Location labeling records
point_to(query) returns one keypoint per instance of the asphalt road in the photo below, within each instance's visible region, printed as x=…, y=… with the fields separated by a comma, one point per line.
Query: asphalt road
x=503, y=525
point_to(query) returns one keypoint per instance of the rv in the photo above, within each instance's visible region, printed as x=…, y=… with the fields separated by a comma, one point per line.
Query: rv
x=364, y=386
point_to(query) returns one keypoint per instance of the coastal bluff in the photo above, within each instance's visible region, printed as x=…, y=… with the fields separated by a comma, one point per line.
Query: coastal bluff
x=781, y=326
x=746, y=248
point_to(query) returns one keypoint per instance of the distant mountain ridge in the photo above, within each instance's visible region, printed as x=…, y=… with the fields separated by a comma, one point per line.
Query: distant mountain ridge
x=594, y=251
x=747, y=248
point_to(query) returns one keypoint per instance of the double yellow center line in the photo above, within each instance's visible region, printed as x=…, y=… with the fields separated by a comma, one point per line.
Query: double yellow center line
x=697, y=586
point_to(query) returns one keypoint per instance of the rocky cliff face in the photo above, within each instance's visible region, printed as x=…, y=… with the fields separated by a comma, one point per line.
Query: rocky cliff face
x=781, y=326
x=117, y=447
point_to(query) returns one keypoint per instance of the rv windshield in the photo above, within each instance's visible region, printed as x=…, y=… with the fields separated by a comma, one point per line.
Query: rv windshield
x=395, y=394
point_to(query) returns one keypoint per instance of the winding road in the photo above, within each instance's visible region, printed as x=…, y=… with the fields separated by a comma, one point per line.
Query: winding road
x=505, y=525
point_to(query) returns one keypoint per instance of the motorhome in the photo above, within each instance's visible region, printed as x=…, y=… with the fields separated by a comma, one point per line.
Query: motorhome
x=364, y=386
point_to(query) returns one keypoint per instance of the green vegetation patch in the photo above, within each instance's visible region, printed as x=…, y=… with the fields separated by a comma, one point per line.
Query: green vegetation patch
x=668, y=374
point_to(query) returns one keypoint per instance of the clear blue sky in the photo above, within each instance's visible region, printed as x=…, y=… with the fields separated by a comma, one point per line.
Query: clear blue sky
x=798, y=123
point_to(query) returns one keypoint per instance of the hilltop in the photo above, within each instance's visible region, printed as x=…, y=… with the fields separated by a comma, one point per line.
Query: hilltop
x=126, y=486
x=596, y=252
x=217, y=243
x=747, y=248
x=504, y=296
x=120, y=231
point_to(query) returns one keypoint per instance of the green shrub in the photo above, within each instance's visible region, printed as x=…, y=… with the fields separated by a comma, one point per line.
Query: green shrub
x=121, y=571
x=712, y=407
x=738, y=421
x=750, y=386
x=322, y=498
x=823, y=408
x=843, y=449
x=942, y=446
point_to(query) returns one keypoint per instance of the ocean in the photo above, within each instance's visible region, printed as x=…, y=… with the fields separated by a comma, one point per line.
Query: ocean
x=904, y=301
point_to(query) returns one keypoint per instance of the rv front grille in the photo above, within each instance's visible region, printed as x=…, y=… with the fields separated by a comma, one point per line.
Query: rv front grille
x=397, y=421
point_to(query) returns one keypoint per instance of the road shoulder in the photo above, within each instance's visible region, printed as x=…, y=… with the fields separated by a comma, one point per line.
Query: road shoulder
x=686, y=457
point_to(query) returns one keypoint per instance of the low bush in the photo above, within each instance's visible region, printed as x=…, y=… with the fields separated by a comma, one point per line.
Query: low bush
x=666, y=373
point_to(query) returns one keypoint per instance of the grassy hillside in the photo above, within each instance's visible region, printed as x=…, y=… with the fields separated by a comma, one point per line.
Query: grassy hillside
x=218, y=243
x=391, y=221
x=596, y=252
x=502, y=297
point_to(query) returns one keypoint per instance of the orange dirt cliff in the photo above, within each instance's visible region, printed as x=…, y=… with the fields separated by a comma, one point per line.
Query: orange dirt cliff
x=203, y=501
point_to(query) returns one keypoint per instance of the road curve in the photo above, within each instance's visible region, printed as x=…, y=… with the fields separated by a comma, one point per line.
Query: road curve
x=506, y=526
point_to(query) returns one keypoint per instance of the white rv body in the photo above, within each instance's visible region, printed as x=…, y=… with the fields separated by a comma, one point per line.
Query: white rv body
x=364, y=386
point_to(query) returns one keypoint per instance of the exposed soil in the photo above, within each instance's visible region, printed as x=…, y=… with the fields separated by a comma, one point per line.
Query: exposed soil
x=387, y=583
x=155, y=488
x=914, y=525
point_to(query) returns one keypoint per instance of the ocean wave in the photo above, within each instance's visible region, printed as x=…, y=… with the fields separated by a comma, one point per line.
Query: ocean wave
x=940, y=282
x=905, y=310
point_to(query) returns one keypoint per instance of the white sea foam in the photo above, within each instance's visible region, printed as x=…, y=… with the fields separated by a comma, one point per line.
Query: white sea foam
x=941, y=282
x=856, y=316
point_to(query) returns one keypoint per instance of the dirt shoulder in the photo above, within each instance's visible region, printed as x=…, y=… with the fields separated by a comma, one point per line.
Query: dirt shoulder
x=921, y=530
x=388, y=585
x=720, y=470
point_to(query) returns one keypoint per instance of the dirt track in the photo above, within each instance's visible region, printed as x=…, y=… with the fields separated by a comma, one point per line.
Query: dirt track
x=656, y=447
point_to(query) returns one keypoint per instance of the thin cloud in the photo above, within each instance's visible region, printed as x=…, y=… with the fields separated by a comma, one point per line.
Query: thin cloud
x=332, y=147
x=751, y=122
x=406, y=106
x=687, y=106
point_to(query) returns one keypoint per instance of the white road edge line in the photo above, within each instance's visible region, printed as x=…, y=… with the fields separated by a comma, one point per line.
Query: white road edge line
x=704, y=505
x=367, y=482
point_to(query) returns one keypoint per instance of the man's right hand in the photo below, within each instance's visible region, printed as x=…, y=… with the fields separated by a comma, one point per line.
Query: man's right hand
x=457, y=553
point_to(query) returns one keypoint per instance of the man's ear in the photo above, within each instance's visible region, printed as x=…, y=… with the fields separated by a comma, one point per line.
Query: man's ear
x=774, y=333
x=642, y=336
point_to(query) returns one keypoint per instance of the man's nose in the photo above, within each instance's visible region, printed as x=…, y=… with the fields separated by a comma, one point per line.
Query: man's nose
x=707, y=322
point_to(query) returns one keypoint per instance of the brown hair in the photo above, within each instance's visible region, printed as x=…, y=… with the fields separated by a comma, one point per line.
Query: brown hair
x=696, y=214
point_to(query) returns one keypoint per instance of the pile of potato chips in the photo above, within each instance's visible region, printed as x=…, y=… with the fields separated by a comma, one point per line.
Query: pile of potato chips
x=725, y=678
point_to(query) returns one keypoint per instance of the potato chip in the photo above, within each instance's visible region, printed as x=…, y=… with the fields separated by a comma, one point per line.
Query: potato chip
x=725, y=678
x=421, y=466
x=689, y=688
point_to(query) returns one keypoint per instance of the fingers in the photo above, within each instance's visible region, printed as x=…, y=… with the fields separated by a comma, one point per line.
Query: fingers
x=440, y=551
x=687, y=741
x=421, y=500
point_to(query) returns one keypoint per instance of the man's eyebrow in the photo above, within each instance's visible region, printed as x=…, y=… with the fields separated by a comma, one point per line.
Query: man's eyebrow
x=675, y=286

## Goal
Set down every one of the lines above again, word for word, with nothing changed.

## Output below
point_to(query) returns one keypoint per instance of the asphalt road in the photo below, within each instance's visible region, printed as x=…, y=… with the fields separated by a comma, one point per line.
Query: asphalt road
x=503, y=525
point_to(query) returns one keypoint per instance of the rv in the photo above, within each instance's visible region, printed as x=…, y=… with the fields separated by a comma, one point per line.
Query: rv
x=364, y=386
point_to(query) returns one keypoint per instance of the coastal bluff in the photo above, within each instance's visible region, printed as x=…, y=… with the fields separated by a comma, one point per line.
Query: coastal bluff
x=781, y=326
x=746, y=248
point_to(query) returns one keypoint per instance of the distant mountain ridge in the photo above, within each instance's visible region, printed as x=…, y=… with the fields separated by a comma, one point per line.
Query: distant mountain ridge
x=594, y=251
x=747, y=248
point_to(query) returns one keypoint per instance of the double yellow center line in the photo above, within each instance's visible region, printed as x=…, y=… with the fields separated by a comma, one point per line.
Query: double yellow center line
x=697, y=586
point_to(query) returns one keypoint per instance of the rocky cliff face in the photo above, within each instance's visible region, printed as x=…, y=… with the fields separated by a comma, one point per line.
Query: rocky cliff face
x=781, y=326
x=117, y=447
point_to(query) returns one keypoint per instance of the rv windshield in the photo above, within each instance's visible region, printed as x=…, y=… with the fields separated by a comma, one point per line.
Query: rv windshield
x=395, y=394
point_to(query) returns one keypoint per instance of the winding road in the photo above, within each instance's visible region, printed as x=…, y=… with the fields separated by a comma, one point per line.
Query: winding road
x=505, y=525
point_to(query) returns one keypoint per instance of the motorhome in the photo above, within each instance's visible region, printed as x=…, y=… with the fields separated by a comma, one point per line.
Query: motorhome
x=364, y=386
point_to(query) returns one keypoint per instance of the green vegetation patch in the photo above, within each instance's visible region, printed as x=…, y=… with the fields separated by a comma, one point per line.
Query: green vegetation patch
x=668, y=374
point_to(query) returns one keypoint per instance of the clear blue sky in the photo above, within each instance's visible region, printed as x=…, y=… with the fields separated by a comma, one point per line.
Query: clear blue sky
x=798, y=123
point_to(query) returns one keypoint per instance of the hilltop in the photo above, within each instance's visible region, printed as x=…, y=… with the fields separated by a comma, one point per line.
Query: hilltop
x=126, y=486
x=596, y=252
x=217, y=243
x=747, y=248
x=504, y=296
x=120, y=231
point_to(query) returns one keypoint per instance of the green shrub in the photo above, within each instance's visible region, printed as x=…, y=… with the fields separated by a comma, one point per line.
Query: green shrub
x=121, y=571
x=712, y=407
x=738, y=421
x=750, y=386
x=322, y=498
x=823, y=408
x=843, y=449
x=942, y=446
point_to(query) returns one keypoint per instance of the ocean in the photo above, within each instance's visible region, printed as x=…, y=… with the fields separated by a comma, one point per line.
Query: ocean
x=904, y=301
point_to(query) returns one keypoint per instance of the rv front grille in the photo above, within each instance's visible region, printed as x=…, y=… with the fields separated by a comma, one point per line.
Query: rv front grille
x=397, y=421
point_to(query) returns one keypoint per instance of the road shoulder in the photo above, within each instance's visible region, printed as x=…, y=… with the fields separated by a comma, one point per line.
Query: road shoulder
x=686, y=457
point_to(query) returns one keypoint per instance of the low bush in the photo above, within each instance's visible region, printed as x=…, y=… with the fields separated by a comma, one point per line.
Query: low bush
x=666, y=373
point_to(query) returns one keypoint per instance of the grassy hillside in the photo above, within each instance's visible region, printed as x=…, y=… with the fields separated by a comma, one point per line.
Query: grassy hillside
x=218, y=243
x=391, y=221
x=596, y=252
x=502, y=297
point_to(query) returns one keypoint per instance of the orange dirt cliff in the photo above, within each instance's visible region, printed as x=…, y=… with the fields separated by a comma, one point per line.
Query: orange dirt cliff
x=203, y=501
point_to(query) returns one keypoint per instance of the road curve in the photo above, within each instance's visible region, printed as x=…, y=… with the fields separated by a comma, one point per line.
Query: road curve
x=506, y=526
point_to(query) returns one keypoint per instance of the white rv body in the photo above, within each instance's visible region, printed as x=…, y=… with the fields separated by a comma, one point per line.
Query: white rv body
x=364, y=386
point_to(query) returns one keypoint per instance of the exposed soil in the photo above, within each instance's visible region, printed as x=…, y=… with the fields separated by a comma, one point per line.
Query: exposed soil
x=387, y=583
x=155, y=488
x=914, y=525
point_to(query) returns one keypoint per instance of the ocean wave in the photo above, within each instance's visible region, printed as x=…, y=… with the fields separated by a comma, one point per line.
Query: ocean wave
x=940, y=282
x=905, y=310
point_to(query) returns one keypoint per instance of the white sea foam in the photo above, within each instance's visible region, printed as x=…, y=… with the fields separated by a comma, one point per line.
Query: white sea foam
x=941, y=282
x=856, y=316
point_to(query) returns one keypoint per instance of the dirt shoulder in the photo above, within each instance's visible region, printed as x=…, y=… with the fields separated by a comma, one point per line.
Query: dirt shoulder
x=921, y=530
x=388, y=585
x=720, y=470
point_to(query) returns one keypoint per instance of the dirt track in the photo above, within each instance's visible region, printed as x=…, y=… with the fields separated by a comma, one point per line.
Query: dirt track
x=656, y=447
point_to(query) returns one keypoint per instance of the thin cloud in the photo above, within each instance's visible region, printed as x=…, y=… with the fields separated by a comma, one point per line.
Query: thin cloud
x=332, y=147
x=751, y=122
x=406, y=106
x=687, y=106
point_to(query) returns one keypoint per instance of the white road edge line in the photo above, within each instance's visible region, printed as x=…, y=… with the fields separated by a comma, one point per line.
Query: white road edge line
x=704, y=505
x=367, y=482
point_to(query) returns one keypoint per instance of the man's right hand in the photo below, within each instance's visible region, printed as x=…, y=… with the fields separated by a comma, one point per line.
Query: man's right hand
x=457, y=553
point_to(query) returns one keypoint per instance of the man's ear in the photo above, within each instance's visible region, printed as x=…, y=… with the fields separated by a comma, one point per line.
Query: man's ear
x=774, y=333
x=642, y=336
point_to(query) returns one keypoint per instance of the man's nose in the photo above, within each instance's visible region, printed as x=…, y=… with the fields separated by a comma, one point per line.
Query: man's nose
x=707, y=322
point_to(query) returns one keypoint per instance of the brown hair in the photo above, within each instance's visible region, printed as x=…, y=… with the fields separated by a comma, one point per line.
Query: brown hair
x=696, y=214
point_to(query) returns one keypoint per instance of the pile of potato chips in the photo above, within each instance's visible region, printed as x=…, y=… with the fields separated by a comma, one point per line.
Query: pile of potato chips
x=725, y=678
point_to(query) returns one keypoint per instance of the potato chip in the photo above, within each instance's visible region, printed as x=…, y=… with the fields separated by a comma, one point per line.
Query: potato chip
x=725, y=678
x=421, y=466
x=689, y=688
point_to(query) returns one keypoint per instance of the fingers in the photo above, within each instance's visible region, printed as x=…, y=… with the fields separated by a comma, one point per line.
Query: fingers
x=440, y=551
x=687, y=741
x=421, y=500
point_to(query) returns one keypoint per instance of the man's eyebrow in the photo above, within each instance's visible region, printed as x=…, y=… with the fields separated by a comma, one point per line.
Query: man's eyebrow
x=675, y=286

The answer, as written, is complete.